SELECTED EXTRACT:

+ + + + +

The end of the long and dominant history of modernism in Haitian painting which, like with that of most 20th century societies, began with a midcentury batch of artists combining Europe and home, in this case Haiti, is coinciding with the collapse of bourgeois social order in Haiti, the beginning of a collapse that came with the end of the Duvalier regime, the birth of Haitian democracy, and the human rights wins of the 20th century (out of which emerged Jean Bertrand Aristide). A “collapse of social order” is a heavy accusation but it is true in Haiti’s case: Haitian society is today semi-sovereign and primarily relies on money transfers from the diaspora to survive. In other words, modernism continues to die in Haiti, especially in the form of “tropical figuration” of coconut, bananas, nudes, art but continues to sell the most primarily because modernism is the most sellable. An artist putting an end to modernism’s domination and has been doing so is Franketienne.

Franketienne, born in 1936, is a rare and essential bird in Haiti’s cultural geography, as a radical postmodern painter, whose paintings were postmodern when everyone was modern, as a deep criticism of Haitian history, the present, and the world. Franketienne is a playwright, teacher, actor, philosopher, poet, novelist, painter, ex-minister of culture, and happens to have excelled in all of these fields. Once upon a time a communist activist and still a radical, he is now revered by Haiti as the writer of its first major creole language novel Dezafi (Haitian society being a postcolonial one, its elites have not allowed creole to prosper), its first writer of popular intellectual theater, and the founder of an excellent school. Franketienne the painter is well known for being outside of the norm: both central to Haitian painting and a recluse from the painterly mainstream given of what he is engaged in.

+ + + + +

DIRECTION 1:
Using the passage on Franketienne, decide whether each statement agrees with it: (a) Franketienne was born in 1936; (b) Haiti's elites have encouraged creole to prosper; (c) modernism remains the best-selling painting in Haiti. For each, answer yes or no and quote the words of the passage that settle it.

[Bounding-box entries]

+ + + + +

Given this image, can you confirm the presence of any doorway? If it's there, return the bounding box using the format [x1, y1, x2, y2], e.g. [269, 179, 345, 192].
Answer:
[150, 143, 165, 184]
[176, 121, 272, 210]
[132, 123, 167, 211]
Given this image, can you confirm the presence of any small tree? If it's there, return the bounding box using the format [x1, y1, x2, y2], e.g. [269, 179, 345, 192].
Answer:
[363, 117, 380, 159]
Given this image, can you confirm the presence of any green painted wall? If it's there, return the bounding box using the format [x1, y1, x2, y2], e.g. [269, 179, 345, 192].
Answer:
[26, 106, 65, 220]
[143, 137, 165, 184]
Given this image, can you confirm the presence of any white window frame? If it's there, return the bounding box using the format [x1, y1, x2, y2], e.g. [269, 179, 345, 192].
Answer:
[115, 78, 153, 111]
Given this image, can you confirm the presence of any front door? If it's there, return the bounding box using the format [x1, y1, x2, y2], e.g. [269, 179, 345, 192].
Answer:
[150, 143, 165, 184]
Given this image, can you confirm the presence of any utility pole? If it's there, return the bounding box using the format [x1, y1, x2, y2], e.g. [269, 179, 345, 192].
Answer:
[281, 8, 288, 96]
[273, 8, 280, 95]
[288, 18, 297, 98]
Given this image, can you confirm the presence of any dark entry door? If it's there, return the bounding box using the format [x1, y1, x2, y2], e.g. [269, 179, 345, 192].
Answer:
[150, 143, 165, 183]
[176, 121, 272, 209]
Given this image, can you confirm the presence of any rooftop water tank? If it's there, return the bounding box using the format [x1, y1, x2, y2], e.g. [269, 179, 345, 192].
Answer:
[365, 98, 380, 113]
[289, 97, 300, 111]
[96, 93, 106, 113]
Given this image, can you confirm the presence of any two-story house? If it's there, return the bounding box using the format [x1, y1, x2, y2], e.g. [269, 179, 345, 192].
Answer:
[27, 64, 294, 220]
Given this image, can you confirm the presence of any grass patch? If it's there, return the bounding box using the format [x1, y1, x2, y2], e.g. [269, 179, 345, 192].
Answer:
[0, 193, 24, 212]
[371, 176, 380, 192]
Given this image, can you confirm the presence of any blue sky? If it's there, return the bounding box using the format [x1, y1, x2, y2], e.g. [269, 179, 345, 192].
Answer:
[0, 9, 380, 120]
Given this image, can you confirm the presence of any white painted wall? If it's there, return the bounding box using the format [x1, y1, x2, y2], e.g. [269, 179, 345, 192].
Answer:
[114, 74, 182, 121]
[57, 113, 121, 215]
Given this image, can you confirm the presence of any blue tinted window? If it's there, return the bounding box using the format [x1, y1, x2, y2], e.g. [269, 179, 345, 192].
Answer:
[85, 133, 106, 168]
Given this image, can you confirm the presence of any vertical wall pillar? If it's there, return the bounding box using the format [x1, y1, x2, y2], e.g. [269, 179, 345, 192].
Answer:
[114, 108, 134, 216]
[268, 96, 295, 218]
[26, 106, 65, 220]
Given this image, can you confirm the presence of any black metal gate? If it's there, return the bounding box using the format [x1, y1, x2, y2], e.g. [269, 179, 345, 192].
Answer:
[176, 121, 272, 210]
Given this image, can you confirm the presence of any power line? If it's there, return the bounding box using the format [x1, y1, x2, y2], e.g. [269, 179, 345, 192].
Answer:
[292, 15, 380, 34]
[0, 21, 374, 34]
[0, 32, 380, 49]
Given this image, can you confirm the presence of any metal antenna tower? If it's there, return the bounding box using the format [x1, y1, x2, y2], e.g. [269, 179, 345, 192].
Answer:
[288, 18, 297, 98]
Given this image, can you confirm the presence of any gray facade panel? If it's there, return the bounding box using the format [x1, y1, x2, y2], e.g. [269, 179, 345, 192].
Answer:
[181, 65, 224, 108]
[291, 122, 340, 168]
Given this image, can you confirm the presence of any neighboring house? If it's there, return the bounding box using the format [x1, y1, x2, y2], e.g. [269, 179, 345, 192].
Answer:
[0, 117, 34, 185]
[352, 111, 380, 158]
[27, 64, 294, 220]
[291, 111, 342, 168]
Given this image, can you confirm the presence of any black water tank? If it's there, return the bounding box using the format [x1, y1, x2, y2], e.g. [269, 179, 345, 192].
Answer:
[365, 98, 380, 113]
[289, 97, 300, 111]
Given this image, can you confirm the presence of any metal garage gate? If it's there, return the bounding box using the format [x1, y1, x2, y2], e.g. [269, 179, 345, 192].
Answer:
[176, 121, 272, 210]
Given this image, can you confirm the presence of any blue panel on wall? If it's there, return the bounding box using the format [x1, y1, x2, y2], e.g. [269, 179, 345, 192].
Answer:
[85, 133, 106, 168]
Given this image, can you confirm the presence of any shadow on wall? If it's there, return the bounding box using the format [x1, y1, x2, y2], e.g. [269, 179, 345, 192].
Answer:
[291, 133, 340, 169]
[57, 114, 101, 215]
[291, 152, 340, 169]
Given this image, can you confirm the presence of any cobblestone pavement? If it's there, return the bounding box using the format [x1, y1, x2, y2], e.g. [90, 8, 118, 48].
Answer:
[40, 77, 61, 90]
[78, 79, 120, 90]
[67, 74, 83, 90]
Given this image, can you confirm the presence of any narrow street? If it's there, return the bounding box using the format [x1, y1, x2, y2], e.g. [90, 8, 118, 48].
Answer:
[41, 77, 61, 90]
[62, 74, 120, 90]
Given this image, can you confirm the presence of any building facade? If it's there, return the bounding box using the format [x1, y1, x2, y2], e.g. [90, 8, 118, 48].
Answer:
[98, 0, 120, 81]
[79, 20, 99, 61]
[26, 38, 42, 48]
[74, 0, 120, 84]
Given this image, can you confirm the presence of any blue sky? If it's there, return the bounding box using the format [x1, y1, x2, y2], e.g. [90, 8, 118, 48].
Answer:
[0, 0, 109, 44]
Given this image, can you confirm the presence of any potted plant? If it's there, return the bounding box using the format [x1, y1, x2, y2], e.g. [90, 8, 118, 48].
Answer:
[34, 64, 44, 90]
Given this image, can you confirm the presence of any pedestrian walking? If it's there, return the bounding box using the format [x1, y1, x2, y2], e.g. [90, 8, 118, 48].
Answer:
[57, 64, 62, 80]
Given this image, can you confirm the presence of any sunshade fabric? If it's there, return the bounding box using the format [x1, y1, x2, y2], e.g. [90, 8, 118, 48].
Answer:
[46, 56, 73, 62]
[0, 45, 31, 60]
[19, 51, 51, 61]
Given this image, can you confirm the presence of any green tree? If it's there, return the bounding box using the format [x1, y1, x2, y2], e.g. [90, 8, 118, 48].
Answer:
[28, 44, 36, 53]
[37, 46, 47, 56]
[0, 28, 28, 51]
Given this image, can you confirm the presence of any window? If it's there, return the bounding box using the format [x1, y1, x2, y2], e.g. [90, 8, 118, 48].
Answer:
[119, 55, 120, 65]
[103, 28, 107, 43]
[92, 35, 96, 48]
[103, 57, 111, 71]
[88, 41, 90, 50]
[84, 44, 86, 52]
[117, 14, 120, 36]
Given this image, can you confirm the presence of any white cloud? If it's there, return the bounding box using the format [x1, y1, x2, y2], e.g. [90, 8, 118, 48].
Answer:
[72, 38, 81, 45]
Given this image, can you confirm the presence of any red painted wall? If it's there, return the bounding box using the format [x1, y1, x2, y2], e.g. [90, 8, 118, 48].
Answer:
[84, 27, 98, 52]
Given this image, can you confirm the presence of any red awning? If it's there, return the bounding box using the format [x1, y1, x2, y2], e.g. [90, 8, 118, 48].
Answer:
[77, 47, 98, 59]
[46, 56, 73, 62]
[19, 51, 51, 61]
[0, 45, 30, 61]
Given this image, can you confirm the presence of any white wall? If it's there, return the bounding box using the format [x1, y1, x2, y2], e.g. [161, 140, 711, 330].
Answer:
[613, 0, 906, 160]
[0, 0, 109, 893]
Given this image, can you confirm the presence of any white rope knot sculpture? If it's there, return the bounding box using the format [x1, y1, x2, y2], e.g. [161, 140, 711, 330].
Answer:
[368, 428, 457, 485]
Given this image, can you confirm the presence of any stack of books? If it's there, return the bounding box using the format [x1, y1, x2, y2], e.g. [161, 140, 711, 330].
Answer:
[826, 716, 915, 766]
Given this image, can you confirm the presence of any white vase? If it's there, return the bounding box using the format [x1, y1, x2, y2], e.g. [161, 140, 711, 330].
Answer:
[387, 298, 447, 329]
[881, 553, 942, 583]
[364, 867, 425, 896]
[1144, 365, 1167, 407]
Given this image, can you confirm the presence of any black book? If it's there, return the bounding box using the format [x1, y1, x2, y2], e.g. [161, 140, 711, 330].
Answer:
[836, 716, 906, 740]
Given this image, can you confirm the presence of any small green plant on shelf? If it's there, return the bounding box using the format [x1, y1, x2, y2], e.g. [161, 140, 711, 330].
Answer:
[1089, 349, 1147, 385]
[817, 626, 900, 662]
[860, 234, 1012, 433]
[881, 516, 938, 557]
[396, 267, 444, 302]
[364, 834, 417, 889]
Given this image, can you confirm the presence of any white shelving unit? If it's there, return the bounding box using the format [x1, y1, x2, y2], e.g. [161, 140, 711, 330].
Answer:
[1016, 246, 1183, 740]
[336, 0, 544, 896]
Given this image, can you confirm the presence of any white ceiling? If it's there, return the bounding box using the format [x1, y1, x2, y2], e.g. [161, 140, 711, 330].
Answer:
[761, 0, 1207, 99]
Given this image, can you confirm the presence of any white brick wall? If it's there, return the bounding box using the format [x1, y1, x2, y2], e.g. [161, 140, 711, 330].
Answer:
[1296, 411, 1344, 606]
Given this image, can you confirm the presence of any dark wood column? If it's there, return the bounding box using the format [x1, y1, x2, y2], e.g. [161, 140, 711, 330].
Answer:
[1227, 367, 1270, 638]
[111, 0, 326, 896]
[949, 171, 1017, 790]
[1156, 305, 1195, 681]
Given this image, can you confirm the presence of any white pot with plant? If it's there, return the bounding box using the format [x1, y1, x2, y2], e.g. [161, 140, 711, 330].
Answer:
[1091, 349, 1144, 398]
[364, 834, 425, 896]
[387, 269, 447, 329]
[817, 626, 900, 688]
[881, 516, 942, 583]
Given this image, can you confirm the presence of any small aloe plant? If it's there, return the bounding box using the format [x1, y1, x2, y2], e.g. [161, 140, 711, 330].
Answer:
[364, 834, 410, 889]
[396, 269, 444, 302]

+ + + + +

DIRECTION 2:
Rewrite the part of the bounding-box entries that opens with the line containing "any white vase?" and closes with the line containing "[761, 0, 1207, 99]", replacing "white" with "gray" and keeping everything else the same.

COMPLETE RESPONSE 1:
(a) Yes: "Franketienne, born in 1936"
(b) No: "its elites have not allowed creole to prosper"
(c) Yes: "continues to sell the most primarily because modernism is the most sellable"

COMPLETE RESPONSE 2:
Given this image, can you confirm the presence of any gray vase? If it's there, return the bounding box using the format [x1, y1, x2, y2], e.g. [161, 140, 711, 330].
Answer:
[387, 298, 447, 329]
[881, 553, 942, 583]
[364, 867, 425, 896]
[1144, 365, 1167, 407]
Given this image, can you confirm the presence of any black book? If it's there, return the bounding box using the format [x1, y1, x2, y2], e.g. [161, 140, 711, 330].
Answer:
[836, 716, 906, 740]
Given this image, can you confirm the presence of any small green plant on shelf? If it's there, return the bounding box using the format [x1, y1, x2, y2], e.g. [161, 140, 711, 330].
Answer:
[1089, 349, 1147, 385]
[817, 626, 900, 662]
[860, 234, 1012, 433]
[881, 516, 938, 557]
[396, 267, 444, 302]
[364, 834, 417, 889]
Given this image, can you confirm the presence of any gray shelving unit? If it's there, return the bounding box using the format [x1, y1, x2, y2], e.g. [161, 140, 711, 330].
Answer:
[1016, 246, 1183, 740]
[336, 0, 544, 896]
Given this image, can you confirm the presence of any gray ceiling? If it's there, return the bounding box using the format [x1, y1, x2, y2], e.g. [161, 140, 711, 330].
Answer:
[761, 0, 1207, 99]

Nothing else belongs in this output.